**Travail demandé**
1. D'après la fiche du film, quelle est la durée d'Una farfalla con le ali insanguinate ?
2. Reprenez la fiche du film à la suite de sa dernière phrase.

**Texte à lire**
'''
Una farfalla con le ali insanguinate
Autres titres: Un papillon aux ailes ensanglantées / Cran d'arrêt / The bloodstained butterfly / Una marinosa con las alas ensangrentadas / Blutspur in park
Real: Duccio Tessari
Année: 1971
Origine: Italie
Genre: Giallo
Durée: 96mn
Acteurs: Helmut Berger, Giancarlo Sbragia, Silvano Tranquilli, Ida Galli, Gunther Stoll, Wendy D'Olive, Lorella De Luca, Carole André, Wolfgang Preiss, Dana Ghia, Anna Zinnemann, Federica Tessari, Peter Shepherd, Gabriella D'Olive, Antonio Anelli, Aristide Caporale, Pietro Ceccarelli, Francesco D'Adda, Alfonso Giganti, Giuseppe Marrocco...
Résumé: Une étudiante est assassinée dans un parc. Son meurtrier, Alessandro Marchi, s'enfuit mais il est aperçu et reconnu par plusieurs témoins. Arrêté, il est jugé et reconnu coupable malgré la plaidoirie de son avocat et ami Giulio Cordaro. Son emprisonnement profite à Giulio puisqu'il est l'amant de son épouse. Sa fille, amie de la défunte, sort avec un pianiste, Giorgio, un homme plus âgé qu'elle qui avait défendu son père lors du procès. Elle ignore que Giorgio était l'amant de son amie. Lorsque deux autres meurtres similaires sont commis, Alessandro est enfin relâché. Giorgio, de plus en plus névrosé, lui donne alors rendez-vous dans une maison isolée...
Venu du western, le vétéran Duccio Tessari s'est évertué tout au long de sa carrière à signer d'agréables séries B qui sans être toujours très convaincantes n'en ont jamais été pour autant déplaisantes. Professionnel, Tessari connait son métier et chacun de ses films quelques soient leurs défauts ont pour l'amateur un intérêt certain. Una farfalla con le ali insanguinate ne déroge pas à la règle.
'''
**Données disponibles**
'''
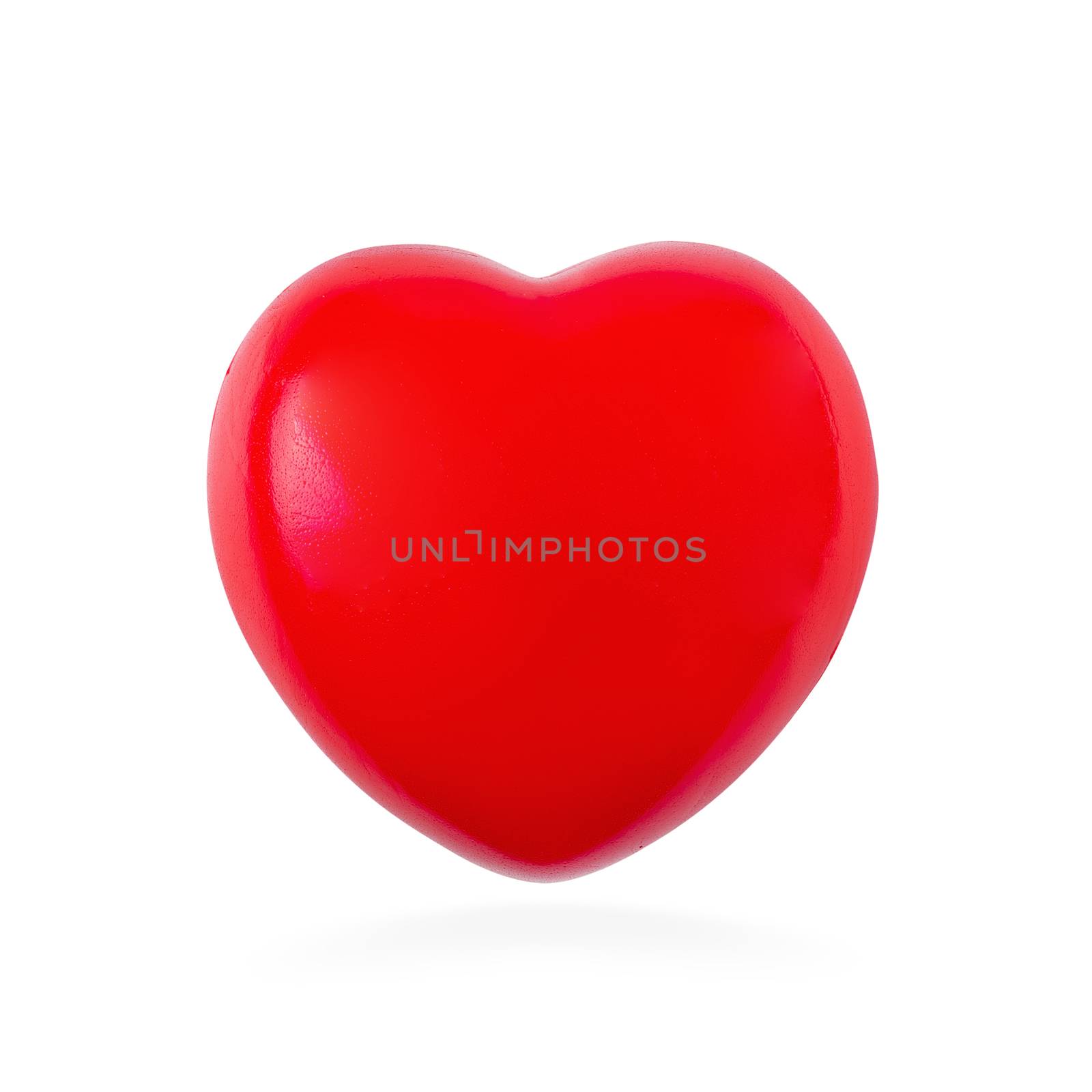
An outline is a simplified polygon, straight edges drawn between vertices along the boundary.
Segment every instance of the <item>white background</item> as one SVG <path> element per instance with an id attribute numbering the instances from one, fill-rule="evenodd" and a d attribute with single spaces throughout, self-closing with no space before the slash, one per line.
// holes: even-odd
'''
**Résultats par tâche**
1. 96 minutes.

2.
Une adolescente de 17 ans, Françoise Pigault, est assassinée dans un parc. Son assassin s'enfuit mais il est repéré par de nombreux témoins. Il finit par être arrêté. Il s'agit d'une figure de la télévision, Alessandro Marchi, qui ne nie pas les faits d'autant plus que les preuves abondent. Lors du procès son avocat et ami, Giulio Cordaro, va les démonter une à une. Alessandro ne serait peut être pas l'assassin. Malheureusement, les jurés le condamnent à la prison à perpétuité. Les journaux s'emparent de l'affaire, criant à l'erreur judiciaire. La condamnation de Marchi semble en tout cas arranger d'une part son avocat puisqu'il est l'amant de son épouse d'autre part le véritable meurtrier qui va faire deux autres victimes, tuées de la même façon. Sarah, la fille d'Alessandro et amie de Françoise Pigault, ignorant la relation qu'entretient sa mère avec l'avocat, sort avec un pianiste plus âgé qu'elle, Giorgio, en fait l'amant de Françoise, un fait que l'adolescente ignore, un contestataire névrosé qui avait tenté d'innocenter Marchi lors de son procès. Fils d'un important notable il est en conflit avec son père dont il ne partage pas la vision de la vie et de la noblesse. La libération de Marchi après révision du jugement va précipiter les choses. Giorgio donne rendez-vous à Marchi dans un lieu abandonné. Les deux hommes se rencontrent et de leur affrontement éclatera enfin la dramatique et sordide vérité.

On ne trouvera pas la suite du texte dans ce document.